TEXT SHOWN>
-- start --

Posted: Tue Mar 30, 2021 7:17 am
by Nortaneous
Ahzoh wrote: Tue Mar 30, 2021 6:45 am But I just don't have the imagination to turn something like kurpaneddakazen "rostrum, dias" or dapsenadkazen "registry" into something shorter.
how do natlangs (english, russian, etc.) make things ("gasoline", "omnibus", "agriculture", "central intelligence agency", "всесоюзный ленинский коммунистический союз молодёжи", etc.) shorter

Re: Conlang Random Thread

Posted: Tue Mar 30, 2021 7:31 am
by bradrn
Ahzoh wrote: Tue Mar 30, 2021 6:45 am
bradrn wrote: Tue Mar 30, 2021 5:46 amI honestly have no idea what you mean by this paragraph. Why would you need to ‘derive’ adjectives from something else?
There are very few adjectives that just exist and they're usually only interrogatives, demonstratives, or numbers. The rest have to be derived, either from nouns or verbs. That's my entire problem, I don't know what the "pattern" should look like or if it's just verb stem + gender-case ending (which would work better in a lang where adjectives can behave like nouns and vice-versa)

-- end --

SHORT EXERCISE> Reproduce the conlang forum excerpt above word for word, in full.

DATASET>
-- start --

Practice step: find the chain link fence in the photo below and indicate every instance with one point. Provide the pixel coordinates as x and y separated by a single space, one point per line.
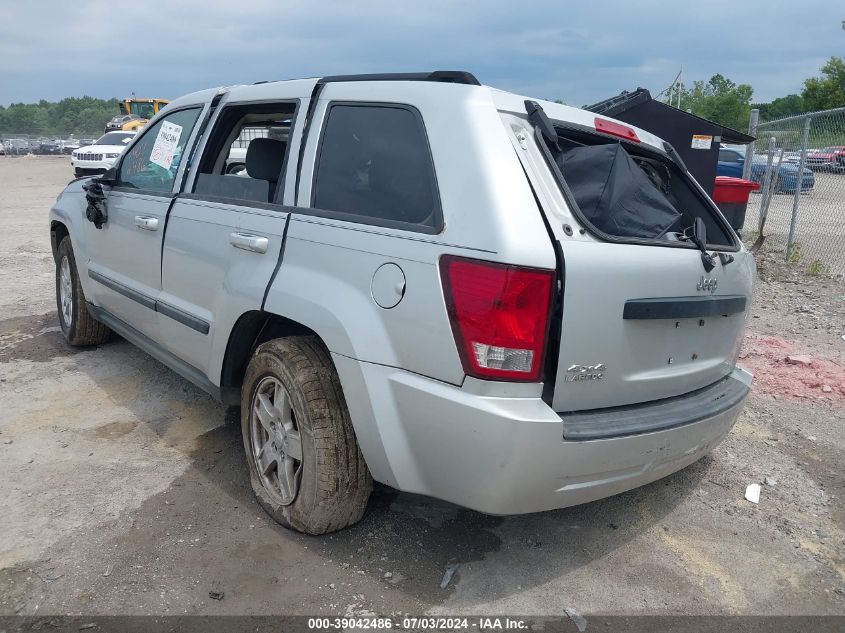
28 144
800 209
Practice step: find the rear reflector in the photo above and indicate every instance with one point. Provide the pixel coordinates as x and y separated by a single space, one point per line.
616 129
499 316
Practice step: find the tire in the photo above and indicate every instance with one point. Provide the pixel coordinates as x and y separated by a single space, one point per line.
327 488
78 326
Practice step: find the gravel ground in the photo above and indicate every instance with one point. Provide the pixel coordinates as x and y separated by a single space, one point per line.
125 490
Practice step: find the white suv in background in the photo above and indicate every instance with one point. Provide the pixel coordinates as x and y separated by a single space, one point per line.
509 304
95 159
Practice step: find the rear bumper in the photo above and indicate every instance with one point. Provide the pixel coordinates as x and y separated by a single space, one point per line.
506 455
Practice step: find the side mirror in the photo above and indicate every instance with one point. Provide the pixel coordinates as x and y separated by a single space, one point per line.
108 178
699 234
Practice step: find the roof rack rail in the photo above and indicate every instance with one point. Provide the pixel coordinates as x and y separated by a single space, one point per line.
444 76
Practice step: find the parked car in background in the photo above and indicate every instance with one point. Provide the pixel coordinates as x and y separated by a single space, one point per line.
827 159
68 145
50 148
97 158
17 147
368 296
732 161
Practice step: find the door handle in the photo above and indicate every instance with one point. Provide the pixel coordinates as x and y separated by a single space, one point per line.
254 243
148 224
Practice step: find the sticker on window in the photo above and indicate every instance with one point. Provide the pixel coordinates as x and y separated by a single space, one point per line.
164 148
701 141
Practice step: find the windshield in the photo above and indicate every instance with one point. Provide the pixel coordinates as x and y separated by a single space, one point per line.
115 138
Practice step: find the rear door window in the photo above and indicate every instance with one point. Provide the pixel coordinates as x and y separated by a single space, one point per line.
374 166
245 156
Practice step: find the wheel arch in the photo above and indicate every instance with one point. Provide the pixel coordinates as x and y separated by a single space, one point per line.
251 330
58 231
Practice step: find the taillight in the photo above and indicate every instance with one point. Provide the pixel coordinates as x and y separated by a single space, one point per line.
499 315
616 129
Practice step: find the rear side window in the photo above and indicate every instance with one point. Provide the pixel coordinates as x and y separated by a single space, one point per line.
374 163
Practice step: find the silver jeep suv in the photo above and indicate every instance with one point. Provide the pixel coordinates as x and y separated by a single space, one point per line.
509 304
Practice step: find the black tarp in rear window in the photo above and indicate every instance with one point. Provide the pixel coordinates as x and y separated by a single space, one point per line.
615 194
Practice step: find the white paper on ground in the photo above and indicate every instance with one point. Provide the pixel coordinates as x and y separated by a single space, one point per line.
752 493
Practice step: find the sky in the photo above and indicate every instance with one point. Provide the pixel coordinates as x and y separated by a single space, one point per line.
580 52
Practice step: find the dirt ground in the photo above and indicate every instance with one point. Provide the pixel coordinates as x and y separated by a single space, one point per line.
124 489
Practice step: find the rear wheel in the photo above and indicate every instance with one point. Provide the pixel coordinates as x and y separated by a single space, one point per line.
78 326
304 461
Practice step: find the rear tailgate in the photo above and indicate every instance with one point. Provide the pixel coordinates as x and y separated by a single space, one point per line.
639 322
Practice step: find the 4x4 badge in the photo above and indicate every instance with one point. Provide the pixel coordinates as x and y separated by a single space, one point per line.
576 373
707 284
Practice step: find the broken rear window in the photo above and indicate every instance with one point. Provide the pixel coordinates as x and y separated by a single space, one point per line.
627 191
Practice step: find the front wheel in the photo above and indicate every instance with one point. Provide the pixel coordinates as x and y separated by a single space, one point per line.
78 326
304 461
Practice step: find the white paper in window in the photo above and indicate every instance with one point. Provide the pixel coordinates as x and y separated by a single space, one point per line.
165 145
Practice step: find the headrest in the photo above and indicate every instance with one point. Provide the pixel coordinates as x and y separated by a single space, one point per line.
264 158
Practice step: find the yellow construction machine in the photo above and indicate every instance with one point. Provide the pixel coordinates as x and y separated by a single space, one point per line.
134 114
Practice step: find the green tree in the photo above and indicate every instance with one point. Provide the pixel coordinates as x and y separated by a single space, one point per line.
719 100
781 107
82 116
827 91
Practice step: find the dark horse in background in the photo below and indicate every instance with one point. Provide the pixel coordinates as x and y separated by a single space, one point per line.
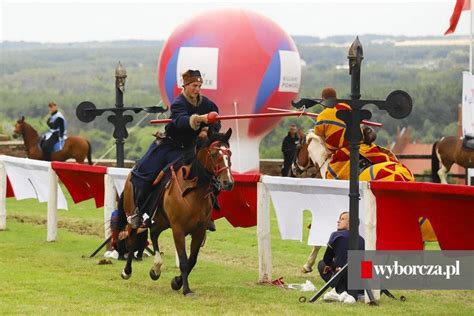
184 204
75 147
448 151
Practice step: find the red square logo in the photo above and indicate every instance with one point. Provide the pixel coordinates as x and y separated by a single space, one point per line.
366 269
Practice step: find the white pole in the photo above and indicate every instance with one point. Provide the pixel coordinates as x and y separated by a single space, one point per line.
3 197
470 43
109 203
52 221
263 235
370 210
237 127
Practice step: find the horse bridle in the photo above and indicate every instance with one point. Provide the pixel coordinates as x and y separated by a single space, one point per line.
224 152
300 169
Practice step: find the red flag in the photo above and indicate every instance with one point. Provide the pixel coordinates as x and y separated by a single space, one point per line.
461 5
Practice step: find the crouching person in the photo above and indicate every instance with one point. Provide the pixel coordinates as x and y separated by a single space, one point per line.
335 258
120 238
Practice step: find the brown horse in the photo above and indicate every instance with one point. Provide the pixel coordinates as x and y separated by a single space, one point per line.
449 150
185 206
74 147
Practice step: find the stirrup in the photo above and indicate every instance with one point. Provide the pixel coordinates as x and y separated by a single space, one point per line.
135 220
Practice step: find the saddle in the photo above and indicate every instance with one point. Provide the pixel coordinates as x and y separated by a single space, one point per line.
187 183
468 142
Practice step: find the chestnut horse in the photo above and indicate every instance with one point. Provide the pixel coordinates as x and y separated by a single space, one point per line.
185 206
74 147
315 153
448 151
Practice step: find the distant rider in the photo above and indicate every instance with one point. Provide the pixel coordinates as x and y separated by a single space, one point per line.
56 134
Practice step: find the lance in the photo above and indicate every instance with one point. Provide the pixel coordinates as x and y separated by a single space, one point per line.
213 117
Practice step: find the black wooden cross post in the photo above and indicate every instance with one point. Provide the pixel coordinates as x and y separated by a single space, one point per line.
87 112
398 105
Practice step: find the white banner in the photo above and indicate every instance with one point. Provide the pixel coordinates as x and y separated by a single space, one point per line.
325 199
290 75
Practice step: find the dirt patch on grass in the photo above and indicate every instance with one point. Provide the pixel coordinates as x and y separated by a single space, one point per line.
78 226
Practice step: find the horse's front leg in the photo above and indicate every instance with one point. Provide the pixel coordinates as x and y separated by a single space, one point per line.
181 280
196 244
131 245
155 271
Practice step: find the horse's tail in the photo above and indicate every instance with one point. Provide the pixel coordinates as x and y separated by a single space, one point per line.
121 220
435 164
89 153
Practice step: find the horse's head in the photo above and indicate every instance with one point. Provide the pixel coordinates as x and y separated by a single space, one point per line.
19 128
215 156
312 153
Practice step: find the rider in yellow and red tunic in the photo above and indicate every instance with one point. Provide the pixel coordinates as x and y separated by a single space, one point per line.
332 129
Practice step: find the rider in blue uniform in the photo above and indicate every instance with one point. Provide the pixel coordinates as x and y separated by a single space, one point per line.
53 140
189 115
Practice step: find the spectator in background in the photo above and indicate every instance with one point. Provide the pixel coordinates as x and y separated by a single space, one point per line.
288 147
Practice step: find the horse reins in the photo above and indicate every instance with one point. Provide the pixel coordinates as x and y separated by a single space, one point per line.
224 152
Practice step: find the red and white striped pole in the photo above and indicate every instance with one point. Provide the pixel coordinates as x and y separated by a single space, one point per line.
213 117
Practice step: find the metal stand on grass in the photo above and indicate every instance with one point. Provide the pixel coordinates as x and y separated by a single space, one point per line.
398 105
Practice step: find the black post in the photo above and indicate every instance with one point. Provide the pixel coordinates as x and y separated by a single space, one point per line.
355 57
120 75
398 105
86 112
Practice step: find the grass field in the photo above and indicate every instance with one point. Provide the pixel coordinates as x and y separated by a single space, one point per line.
37 277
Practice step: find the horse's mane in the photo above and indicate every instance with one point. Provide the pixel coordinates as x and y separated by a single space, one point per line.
220 137
310 134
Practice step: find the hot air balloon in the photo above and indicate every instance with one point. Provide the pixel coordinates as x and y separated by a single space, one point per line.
248 64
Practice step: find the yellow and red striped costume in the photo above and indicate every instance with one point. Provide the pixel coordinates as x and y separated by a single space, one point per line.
384 164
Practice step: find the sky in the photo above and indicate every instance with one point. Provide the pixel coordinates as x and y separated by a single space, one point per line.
107 20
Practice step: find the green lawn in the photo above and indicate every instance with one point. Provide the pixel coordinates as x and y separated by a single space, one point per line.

-- end --

RESPONSE FOR THIS EXERCISE>
Posted: Tue Mar 30, 2021 7:17 am
by Nortaneous
Ahzoh wrote: Tue Mar 30, 2021 6:45 am But I just don't have the imagination to turn something like kurpaneddakazen "rostrum, dias" or dapsenadkazen "registry" into something shorter.
how do natlangs (english, russian, etc.) make things ("gasoline", "omnibus", "agriculture", "central intelligence agency", "всесоюзный ленинский коммунистический союз молодёжи", etc.) shorter

Re: Conlang Random Thread

Posted: Tue Mar 30, 2021 7:31 am
by bradrn
Ahzoh wrote: Tue Mar 30, 2021 6:45 am
bradrn wrote: Tue Mar 30, 2021 5:46 amI honestly have no idea what you mean by this paragraph. Why would you need to ‘derive’ adjectives from something else?
There are very few adjectives that just exist and they're usually only interrogatives, demonstratives, or numbers. The rest have to be derived, either from nouns or verbs. That's my entire problem, I don't know what the "pattern" should look like or if it's just verb stem + gender-case ending (which would work better in a lang where adjectives can behave like nouns and vice-versa)